» **Instruction 1**: Write down the part of the passage on non-colliding diffusions that opens with the words containing "The new contribution" and closes with "2 × 2 matrix‑valued kernel.", copying it word for word.

» **Source excerpt**:
- - - - - - -

The paper studies one‑dimensional non‑colliding diffusion processes – the non‑colliding Brownian motion (BM) and the non‑colliding squared Bessel process with index ν > −1 (BESQ^{(ν)}) – when the number of particles N is finite. It is already known that for any fixed deterministic initial configuration ξ = ∑{j=1}^{N}δ{x_j} these processes are determinantal: all multi‑time correlation functions can be written as determinants built from a scalar kernel K(s,x; t,y) given by contour integrals (formulas (1.2) and (1.3)).

The new contribution is to consider random initial configurations whose law possesses orthogonal symmetry (β = 1) rather than unitary symmetry (β = 2). The orthogonal‑symmetric initial measures are denoted μ^{(1)}{N,σ²} for the BM case and μ^{(1,a)}{N,σ²} for the BESQ^{(ν)} case (the latter depends on a parameter a with −1 < a ≤ ν). The main result is that, under these orthogonal‑symmetric initial laws, the processes cease to be determinantal and become Pfaffian: every multi‑time correlation function is a Pfaffian of a 2 × 2 matrix‑valued kernel.

- - - - - - -

» **Instruction 2**: Output the entries below as a two-column CSV with the header request,answer and one row per entry. Put the entry's text and its answer each in a single quoted field, with line breaks turned into spaces.

- - - - - - -

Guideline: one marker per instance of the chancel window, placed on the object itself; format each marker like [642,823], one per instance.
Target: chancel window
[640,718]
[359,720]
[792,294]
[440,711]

- - - - - - -

» **Written reply 1**:
The new contribution is to consider random initial configurations whose law possesses orthogonal symmetry (β = 1) rather than unitary symmetry (β = 2). The orthogonal‑symmetric initial measures are denoted μ^{(1)}{N,σ²} for the BM case and μ^{(1,a)}{N,σ²} for the BESQ^{(ν)} case (the latter depends on a parameter a with −1 < a ≤ ν). The main result is that, under these orthogonal‑symmetric initial laws, the processes cease to be determinantal and become Pfaffian: every multi‑time correlation function is a Pfaffian of a 2 × 2 matrix‑valued kernel.

» **Written reply 2**:
request,answer
"Guideline: one marker per instance of the chancel window, placed on the object itself; format each marker like [642,823], one per instance. Target: chancel window","[640,718] [359,720] [792,294] [440,711]"